Friday 27 April 2012

It's all in the genes

15st 13lb, 1.8 units. I cannot swim a stroke. I always argue that this will prove very advantageous if I ever fall into the freezing North Sea, as it will ensure that I do not suffer for any length of time before perishing from hypothermia. The fishermen of the Northumberland coast traditionally did not learn to swim for this very reason.

Lucker churchyard contains the gravestone of my great uncle James, who drowned off Bamburgh beach in 1891 at the age of 26, not long after safely completing an expedition to the furthest reaches of Dutch Guiana. The lesson we clearly absorbed was that swimming was a dangerous business. Neither of my parents could swim at all. Nor can my elder brother. But I had the advantage of a private education (albeit mostly kindly paid for by the ratepayers of Northumberland through the old direct grant school system) which included compulsory weekly swimming lessons. I kept those up for at least six years, until I became totally proficient at forging my mother’s signature on the letters excusing me from the classes. And, as I said, I still can’t swim a stroke.

The Sutherland Swimming Baths. I gave £1,000 to the fund to knock them down, not realising that they meant to build a replacement.

But I concede that I might have had more fun in life if I could. In particular, it has been one of the four serious impediments that have always cropped up at social events whenever anyone has suggested that it would be fun if we all stripped off and leapt into a swimming pool.

The first and most critical of the aforementioned impediments is usually the absence of a swimming pool. Though there have been occasions when there were ladies present that I was so keen to see naked that I would happily have gone out and started digging one there and then. But for impediments two and three: my complete inability to swim and the fact that I possess a body best appreciated when it is completely clothed, and ideally (a) from a considerable distance or (b) through a stained glass window.

The fourth impediment is that I am profoundly antisocial, and so have very rarely attended the sort of social event that tends towards skinny-dipping in its latter stages.
◆ ◆ ◆ ◆
— Task instructions —
1. Answer these questions about the blog post on not being able to swim:
(a) Where did the writer's great uncle James drown, and at what age?
(b) How much did the writer give to the fund to knock down the Sutherland Swimming Baths?
(c) What does the writer call the first and most critical impediment to skinny-dipping?
2. Write the next few paragraphs of the blog post about not being able to swim, picking up after its final sentence.
◆ ◆ ◆ ◆
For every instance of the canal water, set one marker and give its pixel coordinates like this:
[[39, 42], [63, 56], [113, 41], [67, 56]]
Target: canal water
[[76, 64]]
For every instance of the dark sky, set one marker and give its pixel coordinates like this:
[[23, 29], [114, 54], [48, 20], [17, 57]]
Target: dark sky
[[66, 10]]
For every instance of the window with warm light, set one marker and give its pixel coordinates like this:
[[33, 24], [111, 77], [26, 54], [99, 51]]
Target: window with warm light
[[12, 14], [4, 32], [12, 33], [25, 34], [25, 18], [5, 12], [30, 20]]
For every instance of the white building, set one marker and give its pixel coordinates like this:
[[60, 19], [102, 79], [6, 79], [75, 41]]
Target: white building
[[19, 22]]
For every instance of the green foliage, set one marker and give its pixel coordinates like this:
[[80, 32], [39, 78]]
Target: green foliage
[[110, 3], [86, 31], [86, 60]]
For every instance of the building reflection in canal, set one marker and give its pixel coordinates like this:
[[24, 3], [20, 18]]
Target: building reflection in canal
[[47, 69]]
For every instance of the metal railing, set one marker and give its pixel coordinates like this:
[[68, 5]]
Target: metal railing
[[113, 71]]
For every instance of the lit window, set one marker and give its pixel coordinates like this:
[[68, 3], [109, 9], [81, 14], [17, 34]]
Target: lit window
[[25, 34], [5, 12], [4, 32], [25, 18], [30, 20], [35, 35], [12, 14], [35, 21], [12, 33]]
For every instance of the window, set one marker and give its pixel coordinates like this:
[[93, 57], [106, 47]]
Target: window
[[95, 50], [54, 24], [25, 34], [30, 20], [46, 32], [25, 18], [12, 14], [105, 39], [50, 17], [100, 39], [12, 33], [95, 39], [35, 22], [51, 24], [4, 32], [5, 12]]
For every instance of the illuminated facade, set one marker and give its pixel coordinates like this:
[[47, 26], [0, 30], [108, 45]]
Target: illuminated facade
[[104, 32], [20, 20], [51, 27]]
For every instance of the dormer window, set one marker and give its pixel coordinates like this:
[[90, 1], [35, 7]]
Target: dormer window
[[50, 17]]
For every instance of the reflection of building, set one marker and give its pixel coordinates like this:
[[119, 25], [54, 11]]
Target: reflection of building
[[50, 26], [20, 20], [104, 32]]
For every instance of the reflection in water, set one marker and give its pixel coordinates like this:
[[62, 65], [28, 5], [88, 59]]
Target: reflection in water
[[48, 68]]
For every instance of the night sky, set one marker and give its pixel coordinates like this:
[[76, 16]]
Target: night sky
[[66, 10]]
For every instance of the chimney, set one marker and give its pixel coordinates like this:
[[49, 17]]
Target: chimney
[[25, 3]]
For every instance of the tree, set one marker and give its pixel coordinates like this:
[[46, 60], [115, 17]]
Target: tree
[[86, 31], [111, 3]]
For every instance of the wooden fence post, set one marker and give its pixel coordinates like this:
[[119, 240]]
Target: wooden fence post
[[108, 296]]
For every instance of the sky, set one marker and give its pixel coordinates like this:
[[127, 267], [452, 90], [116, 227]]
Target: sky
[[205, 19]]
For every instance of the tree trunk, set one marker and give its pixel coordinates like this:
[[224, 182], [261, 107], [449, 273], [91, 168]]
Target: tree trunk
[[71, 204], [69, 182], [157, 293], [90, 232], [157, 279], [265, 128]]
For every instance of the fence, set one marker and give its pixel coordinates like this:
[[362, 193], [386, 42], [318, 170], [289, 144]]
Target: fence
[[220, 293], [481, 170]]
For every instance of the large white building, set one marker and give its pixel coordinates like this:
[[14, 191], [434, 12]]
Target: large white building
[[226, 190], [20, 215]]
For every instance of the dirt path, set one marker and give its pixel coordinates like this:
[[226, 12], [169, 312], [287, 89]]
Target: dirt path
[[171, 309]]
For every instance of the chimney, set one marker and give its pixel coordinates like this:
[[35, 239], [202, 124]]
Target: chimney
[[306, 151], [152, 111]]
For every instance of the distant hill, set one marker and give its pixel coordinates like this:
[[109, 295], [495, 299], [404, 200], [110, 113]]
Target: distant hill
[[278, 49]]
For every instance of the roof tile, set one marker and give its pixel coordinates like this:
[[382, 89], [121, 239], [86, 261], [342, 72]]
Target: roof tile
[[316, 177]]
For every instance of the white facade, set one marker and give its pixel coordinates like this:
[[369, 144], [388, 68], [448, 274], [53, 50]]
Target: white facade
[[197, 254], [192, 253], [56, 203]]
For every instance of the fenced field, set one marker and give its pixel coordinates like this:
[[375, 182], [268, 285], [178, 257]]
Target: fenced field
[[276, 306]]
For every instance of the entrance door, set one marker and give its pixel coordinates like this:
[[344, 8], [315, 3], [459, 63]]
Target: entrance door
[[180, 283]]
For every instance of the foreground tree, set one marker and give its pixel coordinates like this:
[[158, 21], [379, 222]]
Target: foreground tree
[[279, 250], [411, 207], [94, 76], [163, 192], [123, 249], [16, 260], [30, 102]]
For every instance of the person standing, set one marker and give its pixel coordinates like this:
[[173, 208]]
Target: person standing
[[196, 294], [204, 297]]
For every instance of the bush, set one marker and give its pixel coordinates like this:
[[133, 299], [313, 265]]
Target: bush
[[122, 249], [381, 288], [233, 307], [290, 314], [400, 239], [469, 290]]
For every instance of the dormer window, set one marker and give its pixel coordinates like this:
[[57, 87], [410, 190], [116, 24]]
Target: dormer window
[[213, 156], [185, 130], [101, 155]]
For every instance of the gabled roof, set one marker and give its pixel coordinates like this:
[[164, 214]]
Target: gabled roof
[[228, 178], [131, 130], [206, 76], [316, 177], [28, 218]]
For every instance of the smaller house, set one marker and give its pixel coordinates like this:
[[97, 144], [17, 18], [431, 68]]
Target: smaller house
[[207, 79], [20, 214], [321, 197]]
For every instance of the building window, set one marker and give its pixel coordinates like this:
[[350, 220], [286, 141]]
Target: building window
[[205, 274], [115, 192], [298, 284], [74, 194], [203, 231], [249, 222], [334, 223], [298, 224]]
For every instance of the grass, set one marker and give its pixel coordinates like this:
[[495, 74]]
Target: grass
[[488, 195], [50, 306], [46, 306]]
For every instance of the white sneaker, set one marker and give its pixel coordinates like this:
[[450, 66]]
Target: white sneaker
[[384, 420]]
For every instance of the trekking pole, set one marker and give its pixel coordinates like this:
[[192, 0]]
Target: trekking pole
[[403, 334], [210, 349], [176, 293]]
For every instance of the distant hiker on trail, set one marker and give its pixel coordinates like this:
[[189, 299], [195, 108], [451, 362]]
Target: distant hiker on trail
◆ ◆ ◆ ◆
— Answers below —
1.
(a) Off Bamburgh beach, at the age of 26.
(b) £1,000.
(c) The absence of a swimming pool.

2.
However, I am keen for my young sons to learn from my mistakes, and am accordingly determined that they should be (a) comfortable in water, and (b) not excessively overweight. The Boy, now two and three quarter years old, has been going to weekly swimming lessons for as long as I can remember. As a non-swimmer myself, and a horrible sight in trunks, I naturally refuse to accompany him into the water, but I have twice gone along as an observer. When I could wrench my eyes away from the yummy mummies with their darling offspring, he seemed to me to be enjoying himself. (I also noticed that his mother’s feet never seemed to leave the bottom of the pool, so I probably needed to major on the “horrible sight” excuse if ever invited to stand in for her.)

Yesterday Mrs H took him to his swimming class and asked him at the end whether he had enjoyed it.

“Yes,” he replied.

“And what was your favourite bit?”

“Getting out,” he replied, after careful thought.

That’s my boy. As they say, it’s clearly all in the genes.

As for his weight, there is no sign as yet of him carrying a surplus ounce. And, with nearly every meal seeming to consist of a long battle to persuade him to eat anything at all, I cannot envisage it becoming a problem in the near term. But at least we have clear evidence of normal bodily functions in his twice daily calls: “Mummy! Close your eyes, I’ve got a surprise for you! TA-DAAAA!”

This is potty training as a form of variety show, with the emphasis on magic. I wonder whether I could fund a comfortable retirement by selling the TV rights to Simon Cowell?